INPUT FOR THIS TASK section start

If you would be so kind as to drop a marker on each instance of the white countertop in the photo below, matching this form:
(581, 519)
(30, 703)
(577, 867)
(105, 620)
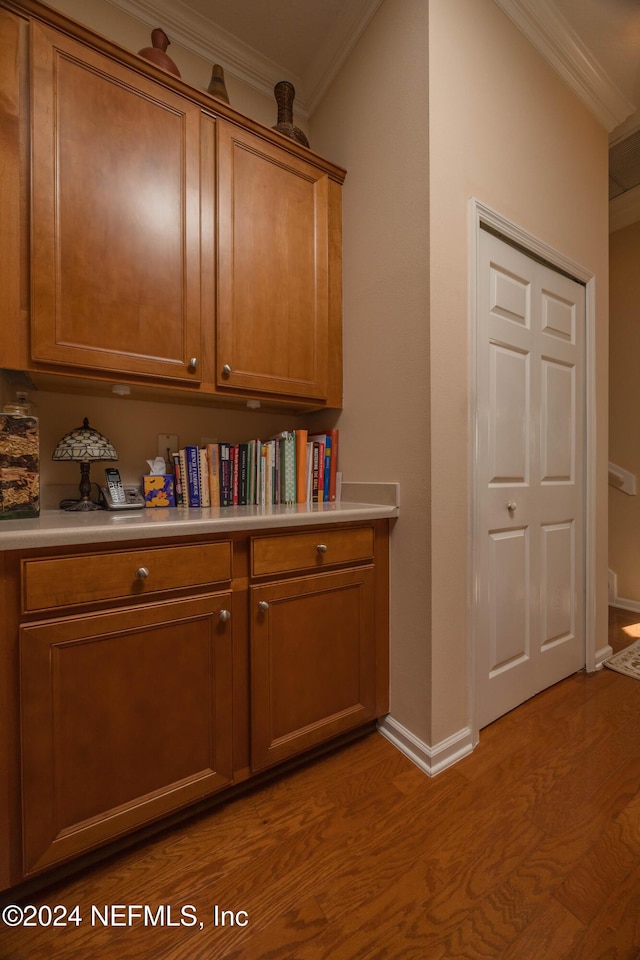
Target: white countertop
(60, 528)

INPUT FOR THIS TASK section end

> **TASK PROMPT**:
Drop the images and repeat the data exactly.

> **SOLUTION BELOW**:
If you would be so kind as to drop a marker on each instance of the white countertop in the photo below, matching this form:
(581, 519)
(30, 703)
(577, 867)
(105, 620)
Target: white countertop
(60, 528)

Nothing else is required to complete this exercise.